_BRIEF_.
Starting at the line with "Q: In the image above, where is the shoreline?", transcribe each line through the final one, both included, and add nothing.

(Raw records)
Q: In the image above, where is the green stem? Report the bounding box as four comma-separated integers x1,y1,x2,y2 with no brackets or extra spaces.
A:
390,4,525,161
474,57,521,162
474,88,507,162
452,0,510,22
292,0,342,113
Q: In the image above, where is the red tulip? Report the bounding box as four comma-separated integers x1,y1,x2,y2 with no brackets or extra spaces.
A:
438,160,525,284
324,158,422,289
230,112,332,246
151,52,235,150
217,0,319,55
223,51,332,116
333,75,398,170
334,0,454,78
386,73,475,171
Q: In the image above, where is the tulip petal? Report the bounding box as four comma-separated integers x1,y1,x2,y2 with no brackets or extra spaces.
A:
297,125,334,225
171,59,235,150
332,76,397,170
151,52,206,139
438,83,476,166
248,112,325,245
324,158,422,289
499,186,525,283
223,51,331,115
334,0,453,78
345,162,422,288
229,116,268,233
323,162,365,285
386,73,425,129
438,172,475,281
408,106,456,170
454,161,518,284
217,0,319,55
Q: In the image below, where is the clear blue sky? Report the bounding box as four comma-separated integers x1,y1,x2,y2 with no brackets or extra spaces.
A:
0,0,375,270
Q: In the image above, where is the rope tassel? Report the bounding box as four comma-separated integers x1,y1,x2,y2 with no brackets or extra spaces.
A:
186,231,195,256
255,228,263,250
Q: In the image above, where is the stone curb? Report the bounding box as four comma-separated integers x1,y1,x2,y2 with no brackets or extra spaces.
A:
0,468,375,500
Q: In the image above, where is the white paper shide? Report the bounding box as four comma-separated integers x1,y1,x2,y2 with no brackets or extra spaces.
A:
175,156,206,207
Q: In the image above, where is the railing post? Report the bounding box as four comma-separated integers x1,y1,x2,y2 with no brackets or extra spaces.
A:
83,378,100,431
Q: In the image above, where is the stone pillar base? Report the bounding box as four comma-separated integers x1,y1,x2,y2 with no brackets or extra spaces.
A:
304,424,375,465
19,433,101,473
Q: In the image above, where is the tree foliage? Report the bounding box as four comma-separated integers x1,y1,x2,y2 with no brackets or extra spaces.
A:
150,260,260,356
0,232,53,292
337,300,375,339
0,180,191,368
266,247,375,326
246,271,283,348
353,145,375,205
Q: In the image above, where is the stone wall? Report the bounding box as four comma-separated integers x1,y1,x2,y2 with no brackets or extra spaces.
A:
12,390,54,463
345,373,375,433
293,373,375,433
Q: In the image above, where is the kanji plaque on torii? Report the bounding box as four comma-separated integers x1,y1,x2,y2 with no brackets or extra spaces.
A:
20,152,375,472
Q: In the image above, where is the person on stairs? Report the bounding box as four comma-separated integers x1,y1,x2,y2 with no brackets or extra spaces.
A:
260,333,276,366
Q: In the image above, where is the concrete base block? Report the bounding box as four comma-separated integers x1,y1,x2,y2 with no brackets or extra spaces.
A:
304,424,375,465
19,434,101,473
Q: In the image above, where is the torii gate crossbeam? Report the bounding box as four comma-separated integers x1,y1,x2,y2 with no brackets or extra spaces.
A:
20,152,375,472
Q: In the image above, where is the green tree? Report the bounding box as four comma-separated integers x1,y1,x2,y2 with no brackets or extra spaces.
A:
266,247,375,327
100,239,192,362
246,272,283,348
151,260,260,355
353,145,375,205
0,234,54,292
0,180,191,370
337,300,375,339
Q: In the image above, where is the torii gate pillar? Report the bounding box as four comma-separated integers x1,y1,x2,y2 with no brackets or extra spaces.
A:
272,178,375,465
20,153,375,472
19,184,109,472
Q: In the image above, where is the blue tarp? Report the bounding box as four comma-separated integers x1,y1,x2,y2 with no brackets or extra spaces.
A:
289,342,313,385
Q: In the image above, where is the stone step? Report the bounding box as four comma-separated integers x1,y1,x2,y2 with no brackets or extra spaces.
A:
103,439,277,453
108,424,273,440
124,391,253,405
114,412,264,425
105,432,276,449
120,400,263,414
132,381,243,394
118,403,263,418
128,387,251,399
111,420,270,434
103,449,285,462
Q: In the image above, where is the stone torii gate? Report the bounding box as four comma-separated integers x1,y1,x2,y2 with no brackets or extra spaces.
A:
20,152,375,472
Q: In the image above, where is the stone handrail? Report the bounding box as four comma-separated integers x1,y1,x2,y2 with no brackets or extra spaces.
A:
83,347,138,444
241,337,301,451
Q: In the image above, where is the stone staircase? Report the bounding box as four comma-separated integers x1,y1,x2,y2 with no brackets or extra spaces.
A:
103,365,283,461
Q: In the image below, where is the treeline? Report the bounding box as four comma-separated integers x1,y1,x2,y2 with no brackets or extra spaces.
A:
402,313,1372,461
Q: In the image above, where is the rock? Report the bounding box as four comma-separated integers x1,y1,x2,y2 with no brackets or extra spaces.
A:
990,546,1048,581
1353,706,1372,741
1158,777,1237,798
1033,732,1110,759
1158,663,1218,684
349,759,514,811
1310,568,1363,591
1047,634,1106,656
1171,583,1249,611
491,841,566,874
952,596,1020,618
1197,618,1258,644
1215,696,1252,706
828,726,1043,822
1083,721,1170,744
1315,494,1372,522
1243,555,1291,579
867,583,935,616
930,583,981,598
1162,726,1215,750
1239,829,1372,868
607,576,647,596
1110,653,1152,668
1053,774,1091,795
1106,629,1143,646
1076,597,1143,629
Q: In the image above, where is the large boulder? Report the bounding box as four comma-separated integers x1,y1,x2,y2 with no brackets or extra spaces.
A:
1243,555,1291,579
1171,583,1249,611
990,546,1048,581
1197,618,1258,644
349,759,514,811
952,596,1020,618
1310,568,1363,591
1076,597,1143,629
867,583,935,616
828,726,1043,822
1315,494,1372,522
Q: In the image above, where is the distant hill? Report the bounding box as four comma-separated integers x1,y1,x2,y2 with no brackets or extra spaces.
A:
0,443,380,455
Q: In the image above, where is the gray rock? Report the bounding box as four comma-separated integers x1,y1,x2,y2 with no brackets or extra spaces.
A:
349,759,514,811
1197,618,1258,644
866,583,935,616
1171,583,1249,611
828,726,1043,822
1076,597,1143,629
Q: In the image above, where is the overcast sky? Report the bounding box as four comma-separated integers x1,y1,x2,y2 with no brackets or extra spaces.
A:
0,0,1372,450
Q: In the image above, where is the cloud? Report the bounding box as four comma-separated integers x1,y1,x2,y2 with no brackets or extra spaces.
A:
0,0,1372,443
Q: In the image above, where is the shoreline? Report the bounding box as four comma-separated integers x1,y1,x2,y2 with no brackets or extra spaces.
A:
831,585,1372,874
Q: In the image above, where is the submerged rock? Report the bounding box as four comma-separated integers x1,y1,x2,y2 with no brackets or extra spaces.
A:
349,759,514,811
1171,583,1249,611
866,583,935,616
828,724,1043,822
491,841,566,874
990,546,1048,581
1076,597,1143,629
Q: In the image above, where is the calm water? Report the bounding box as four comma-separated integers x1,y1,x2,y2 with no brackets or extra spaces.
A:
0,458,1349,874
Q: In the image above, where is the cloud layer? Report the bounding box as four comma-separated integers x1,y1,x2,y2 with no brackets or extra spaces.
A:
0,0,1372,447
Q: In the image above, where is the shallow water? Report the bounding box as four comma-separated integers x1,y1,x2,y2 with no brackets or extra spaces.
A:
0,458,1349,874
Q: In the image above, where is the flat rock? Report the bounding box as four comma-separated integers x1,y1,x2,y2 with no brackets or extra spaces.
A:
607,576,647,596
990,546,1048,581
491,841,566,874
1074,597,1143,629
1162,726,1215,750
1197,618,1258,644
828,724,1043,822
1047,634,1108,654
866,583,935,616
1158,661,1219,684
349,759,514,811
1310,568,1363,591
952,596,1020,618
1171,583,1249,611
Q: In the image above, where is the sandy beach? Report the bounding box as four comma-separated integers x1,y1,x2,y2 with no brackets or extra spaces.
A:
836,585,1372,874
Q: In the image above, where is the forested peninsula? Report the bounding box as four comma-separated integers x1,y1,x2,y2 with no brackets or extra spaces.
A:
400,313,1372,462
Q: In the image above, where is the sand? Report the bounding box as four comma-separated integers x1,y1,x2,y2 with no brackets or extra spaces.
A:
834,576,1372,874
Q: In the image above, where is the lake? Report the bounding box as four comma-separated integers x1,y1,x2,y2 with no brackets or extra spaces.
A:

_RESPONSE BELOW_.
Q: In the image above, where is the shoreline? Report the bounding box as four comma-separated integers x1,y1,x2,y2 with no brackets or extra spaces.
A:
831,585,1372,874
Q: In the image above, where is the submerged rock? Report the bounding box as four comma-separated integers x1,y1,x2,y2 with no brackets or extra spaces.
A:
349,759,514,811
1171,583,1249,611
866,583,935,616
828,724,1043,822
491,841,566,874
990,546,1048,581
1076,597,1143,629
Q: In the image above, where is the calm water? Report the bounding box as four comma-separated integers x1,y1,x2,y2 with no brackets or extra spaces.
A:
0,458,1349,874
Q: In the image above, where is the cloud layer? Report the bounding box as four comma-separated integers x1,y1,x2,y2 with no brackets or extra spaces.
A:
0,0,1372,447
Q: In the image above, where is the shallow water? Report the bounding box as four comma-separated integers x1,y1,x2,y2 with no brackets or extra spaces.
A:
0,458,1349,874
Q: In the image above, where is the flat rock? Report the bounding box as four comma-separated integers x1,y1,x2,y2 with no brackets or extra spaces.
A:
607,576,647,596
990,546,1048,581
491,841,566,874
1074,597,1143,629
1162,726,1215,750
1197,618,1258,644
828,724,1043,822
1047,634,1108,654
866,583,935,616
1158,661,1219,684
349,759,514,811
1310,568,1363,591
952,596,1020,618
1171,583,1249,611
Q: In the image above, where is the sandy beach? Report the bounding box as four comma-separated integers x1,y1,x2,y2 with no brackets or extra spaces.
A:
836,585,1372,874
Q: In the image above, where is the forested peninsula? Report the bounding box as four comma-separated integers x1,y1,x2,y2 with no brackets or extra spaces.
A:
400,313,1372,462
Q: In the image above, where is the sand? Report the bounding box as four comma-separated integers x1,y1,x2,y2 with no brackets or extra spaces.
A:
834,576,1372,874
Q: In the image above, where is the lake? Report the bounding box as four comma-separated integers x1,y1,x2,y2 with no brackets or extra spaces.
A:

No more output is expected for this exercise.